● **What to work on**: From the line containing "If you could put a point on the blue and" through the end of the items, substitute "coach" for every "bus" and reproduce those lines with nothing else changed.
# Information provided start
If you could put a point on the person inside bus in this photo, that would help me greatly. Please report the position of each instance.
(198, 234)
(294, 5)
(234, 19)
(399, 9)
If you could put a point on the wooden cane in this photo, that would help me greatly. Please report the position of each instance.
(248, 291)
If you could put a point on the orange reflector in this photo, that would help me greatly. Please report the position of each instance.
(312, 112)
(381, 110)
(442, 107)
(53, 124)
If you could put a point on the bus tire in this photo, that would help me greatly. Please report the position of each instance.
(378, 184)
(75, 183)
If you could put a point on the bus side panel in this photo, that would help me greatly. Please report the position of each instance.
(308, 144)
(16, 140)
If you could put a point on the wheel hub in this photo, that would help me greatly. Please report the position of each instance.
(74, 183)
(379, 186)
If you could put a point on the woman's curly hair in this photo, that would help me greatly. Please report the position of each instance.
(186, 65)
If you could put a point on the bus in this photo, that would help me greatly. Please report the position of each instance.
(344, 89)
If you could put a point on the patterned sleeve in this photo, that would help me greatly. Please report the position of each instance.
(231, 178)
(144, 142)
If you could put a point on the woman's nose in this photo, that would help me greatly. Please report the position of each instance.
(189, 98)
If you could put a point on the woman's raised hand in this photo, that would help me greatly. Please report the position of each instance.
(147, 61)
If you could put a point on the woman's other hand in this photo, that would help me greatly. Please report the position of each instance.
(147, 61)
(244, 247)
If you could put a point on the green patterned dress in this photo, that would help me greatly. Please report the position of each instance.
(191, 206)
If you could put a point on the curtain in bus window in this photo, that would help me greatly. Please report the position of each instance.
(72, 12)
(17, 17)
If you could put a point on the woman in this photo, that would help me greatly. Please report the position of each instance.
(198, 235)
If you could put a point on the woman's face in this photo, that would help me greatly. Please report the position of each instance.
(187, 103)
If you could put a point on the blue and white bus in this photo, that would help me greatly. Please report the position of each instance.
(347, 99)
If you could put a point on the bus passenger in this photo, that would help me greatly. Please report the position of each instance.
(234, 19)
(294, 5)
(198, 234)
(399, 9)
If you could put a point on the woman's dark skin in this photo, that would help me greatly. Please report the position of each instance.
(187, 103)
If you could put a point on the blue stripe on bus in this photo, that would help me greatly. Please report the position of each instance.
# Information provided end
● **Response for this exercise**:
If you could put a point on the blue and white coach in this photo, that would help me greatly. Please report the position of each instance.
(347, 99)
If you could put a point on the coach passenger in this photo, that would help me greatly. Please report the position of each instance.
(234, 19)
(294, 5)
(198, 234)
(399, 9)
If you could put a point on the woman's dark skin in this photo, that would help me greatly. Please report the position of each instance.
(187, 103)
If you could put a point on the blue stripe on coach in this photo, that would help me greatly. Please report the position of each instance.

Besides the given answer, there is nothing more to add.